— Instructions for the task —
Output only the lines that run from the line holding "Where can you see the pink" to the end of the data below, including both ends, without any pictures.

[Photo-based referring expression data]
╭──
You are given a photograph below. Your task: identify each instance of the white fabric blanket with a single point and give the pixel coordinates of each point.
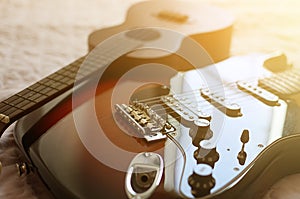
(39, 37)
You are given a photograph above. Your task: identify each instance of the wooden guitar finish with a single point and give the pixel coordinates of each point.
(220, 130)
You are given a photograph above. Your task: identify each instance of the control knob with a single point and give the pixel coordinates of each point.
(201, 181)
(200, 131)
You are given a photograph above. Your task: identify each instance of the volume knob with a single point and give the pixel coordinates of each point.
(207, 156)
(200, 131)
(201, 181)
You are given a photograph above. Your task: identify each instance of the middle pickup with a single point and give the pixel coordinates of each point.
(229, 108)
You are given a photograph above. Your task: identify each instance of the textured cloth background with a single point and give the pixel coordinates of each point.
(38, 37)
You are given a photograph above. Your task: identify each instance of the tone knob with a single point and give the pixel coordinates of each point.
(200, 131)
(207, 156)
(201, 181)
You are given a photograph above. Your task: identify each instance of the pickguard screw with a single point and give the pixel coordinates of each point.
(22, 168)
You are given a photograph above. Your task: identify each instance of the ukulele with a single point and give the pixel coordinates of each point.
(134, 127)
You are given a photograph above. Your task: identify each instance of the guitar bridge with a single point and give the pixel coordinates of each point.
(145, 121)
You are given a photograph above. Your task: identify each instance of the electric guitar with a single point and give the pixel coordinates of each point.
(132, 126)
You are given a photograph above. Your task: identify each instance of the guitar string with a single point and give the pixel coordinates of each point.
(227, 86)
(207, 105)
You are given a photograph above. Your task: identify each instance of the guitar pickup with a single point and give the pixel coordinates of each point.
(259, 93)
(181, 109)
(144, 121)
(229, 108)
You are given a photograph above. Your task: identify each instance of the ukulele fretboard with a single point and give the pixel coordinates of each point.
(61, 81)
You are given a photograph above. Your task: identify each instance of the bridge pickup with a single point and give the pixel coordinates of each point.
(145, 121)
(180, 108)
(229, 108)
(259, 93)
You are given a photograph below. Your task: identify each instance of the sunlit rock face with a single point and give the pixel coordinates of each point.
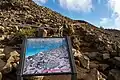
(53, 61)
(20, 18)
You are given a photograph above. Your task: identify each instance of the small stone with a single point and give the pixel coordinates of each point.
(7, 51)
(84, 60)
(11, 60)
(77, 53)
(14, 53)
(0, 76)
(114, 74)
(103, 66)
(116, 61)
(2, 64)
(15, 65)
(2, 55)
(106, 56)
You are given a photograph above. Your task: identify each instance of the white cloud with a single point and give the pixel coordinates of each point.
(115, 7)
(104, 21)
(40, 1)
(77, 5)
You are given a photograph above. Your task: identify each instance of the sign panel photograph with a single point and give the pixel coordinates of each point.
(46, 56)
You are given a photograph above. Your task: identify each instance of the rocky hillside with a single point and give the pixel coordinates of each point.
(96, 51)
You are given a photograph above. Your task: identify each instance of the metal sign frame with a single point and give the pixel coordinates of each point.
(70, 55)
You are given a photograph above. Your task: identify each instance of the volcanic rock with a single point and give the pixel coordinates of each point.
(2, 64)
(114, 74)
(0, 76)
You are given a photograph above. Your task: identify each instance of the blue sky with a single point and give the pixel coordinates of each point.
(35, 46)
(104, 13)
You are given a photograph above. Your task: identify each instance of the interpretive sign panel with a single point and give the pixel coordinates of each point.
(46, 56)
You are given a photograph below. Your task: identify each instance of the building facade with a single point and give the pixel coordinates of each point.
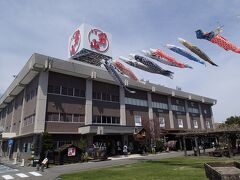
(73, 100)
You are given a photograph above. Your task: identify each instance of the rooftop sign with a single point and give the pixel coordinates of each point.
(89, 44)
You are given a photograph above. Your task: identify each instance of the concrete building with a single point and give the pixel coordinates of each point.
(73, 100)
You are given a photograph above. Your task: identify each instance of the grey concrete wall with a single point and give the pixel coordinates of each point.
(88, 106)
(122, 107)
(41, 105)
(171, 121)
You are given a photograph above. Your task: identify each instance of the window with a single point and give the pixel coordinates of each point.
(70, 92)
(195, 124)
(109, 120)
(62, 117)
(68, 118)
(56, 89)
(82, 93)
(193, 110)
(178, 108)
(99, 119)
(137, 120)
(55, 117)
(94, 119)
(136, 102)
(76, 118)
(98, 95)
(108, 97)
(159, 105)
(161, 121)
(104, 119)
(180, 123)
(50, 89)
(207, 124)
(77, 92)
(104, 97)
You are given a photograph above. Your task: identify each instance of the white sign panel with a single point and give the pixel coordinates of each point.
(88, 37)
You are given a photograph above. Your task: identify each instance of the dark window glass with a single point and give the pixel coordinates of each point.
(98, 119)
(76, 118)
(117, 120)
(62, 117)
(70, 91)
(98, 95)
(82, 118)
(108, 97)
(56, 89)
(50, 89)
(55, 117)
(114, 120)
(32, 94)
(94, 119)
(77, 92)
(108, 120)
(64, 90)
(68, 118)
(94, 95)
(104, 119)
(82, 93)
(104, 97)
(28, 97)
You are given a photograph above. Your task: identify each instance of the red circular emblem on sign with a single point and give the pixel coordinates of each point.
(98, 40)
(75, 42)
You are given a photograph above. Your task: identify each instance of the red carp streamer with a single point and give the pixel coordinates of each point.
(125, 70)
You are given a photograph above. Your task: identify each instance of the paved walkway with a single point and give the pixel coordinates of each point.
(54, 171)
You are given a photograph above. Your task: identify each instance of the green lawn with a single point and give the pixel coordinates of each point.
(173, 168)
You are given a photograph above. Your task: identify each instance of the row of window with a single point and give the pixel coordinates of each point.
(67, 91)
(106, 120)
(193, 110)
(63, 117)
(31, 94)
(29, 120)
(138, 122)
(105, 96)
(136, 102)
(178, 108)
(159, 105)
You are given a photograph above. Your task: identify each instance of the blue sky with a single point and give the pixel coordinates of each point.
(44, 27)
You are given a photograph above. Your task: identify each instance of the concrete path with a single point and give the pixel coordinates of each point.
(54, 171)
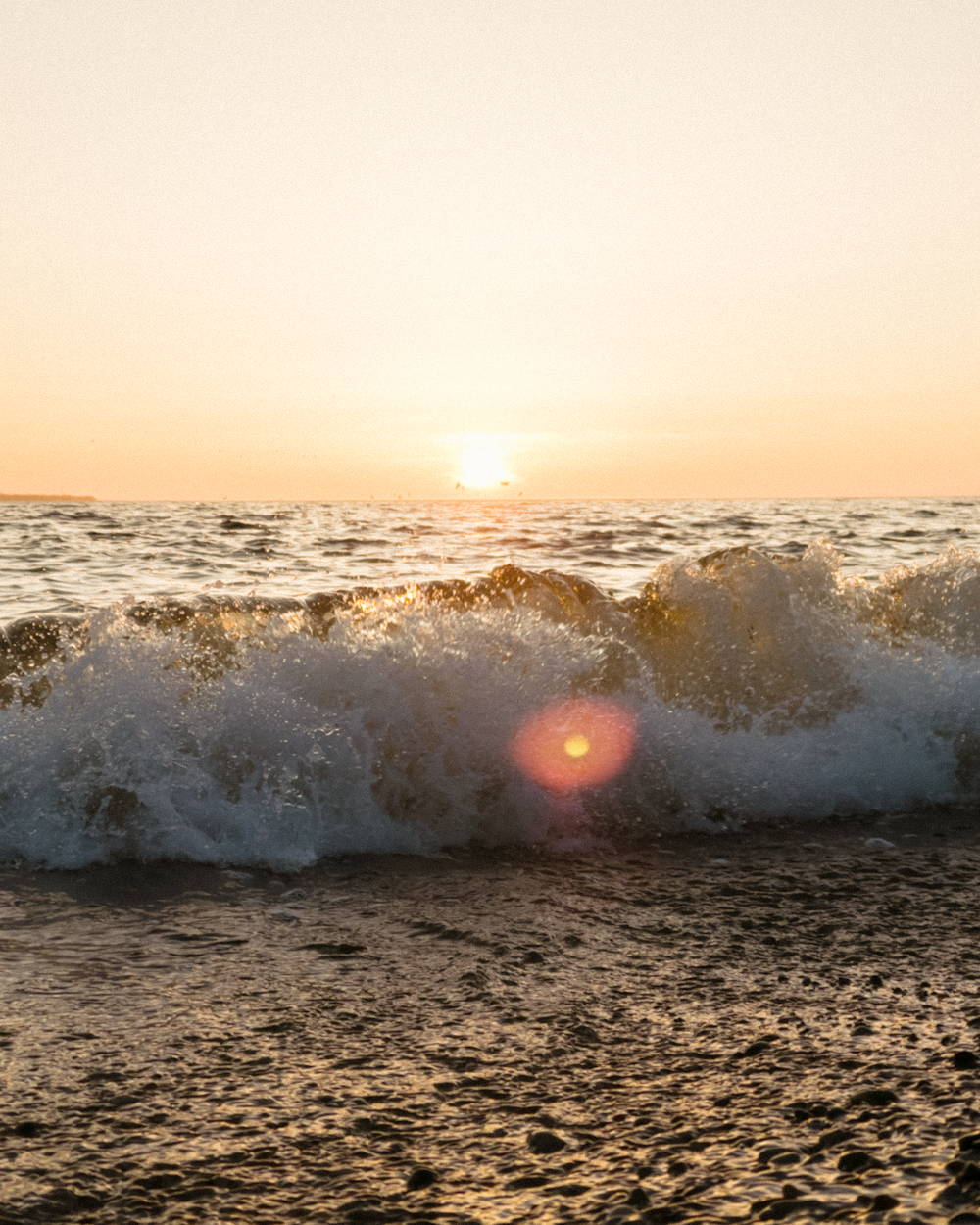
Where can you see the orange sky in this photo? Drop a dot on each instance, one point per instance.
(331, 250)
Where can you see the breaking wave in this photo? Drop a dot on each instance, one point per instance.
(274, 731)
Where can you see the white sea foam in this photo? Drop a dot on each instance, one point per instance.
(760, 691)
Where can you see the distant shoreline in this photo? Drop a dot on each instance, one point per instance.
(47, 498)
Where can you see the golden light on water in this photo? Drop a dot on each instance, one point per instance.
(577, 743)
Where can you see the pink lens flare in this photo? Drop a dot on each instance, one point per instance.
(576, 743)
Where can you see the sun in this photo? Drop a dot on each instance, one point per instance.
(481, 462)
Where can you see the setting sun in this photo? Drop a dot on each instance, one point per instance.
(481, 462)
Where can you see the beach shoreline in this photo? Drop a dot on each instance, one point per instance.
(763, 1025)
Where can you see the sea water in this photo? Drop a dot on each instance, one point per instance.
(266, 684)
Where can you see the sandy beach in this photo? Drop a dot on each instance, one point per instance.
(760, 1027)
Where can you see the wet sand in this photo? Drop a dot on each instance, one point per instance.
(765, 1027)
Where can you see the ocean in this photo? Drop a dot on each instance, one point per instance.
(263, 685)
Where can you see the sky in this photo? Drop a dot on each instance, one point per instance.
(331, 249)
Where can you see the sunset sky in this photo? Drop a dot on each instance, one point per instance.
(317, 249)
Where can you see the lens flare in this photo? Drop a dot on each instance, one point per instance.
(572, 744)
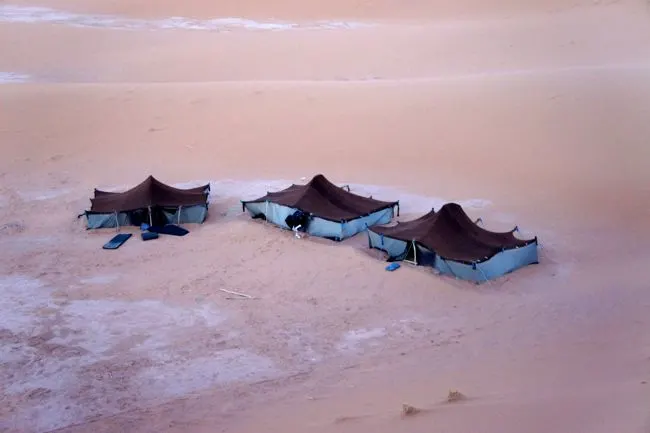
╰──
— The completed task —
Where can you see the pink lens flare in this photo? Drop a dot on each instance, one point per instance.
(576, 743)
Where can you see the sun in this photo? Drop a dot on each instance, one point per instance.
(481, 462)
Where can you see the setting sun in this photo? Drop a dot on each instance, one point per instance.
(481, 462)
Where can you see the beach shoreline in this photo? Drop a dot on each instance, one point per instance.
(763, 1025)
Where can you see the sea water in this photo? Drop a dot on each instance, one point per instance.
(266, 684)
Where can you see the sandy beach in this photo? Drop a dot on each instance, one point per instance.
(760, 1027)
Where can you see the wet sand in this photo? Drop a dot on each instance, one point per instance.
(765, 1027)
Where can you see the ocean in this photo? Drop a dot on each instance, one point per instance.
(263, 685)
Where can you see the sky in this photo? Drop a dot on each instance, one point per instance.
(331, 249)
Where can you see the sunset sky in this photo? Drop a dot on each instance, one point per instance.
(317, 249)
Where can you see the lens flare in this photo? Drop a dot on each instance, one point per instance.
(572, 744)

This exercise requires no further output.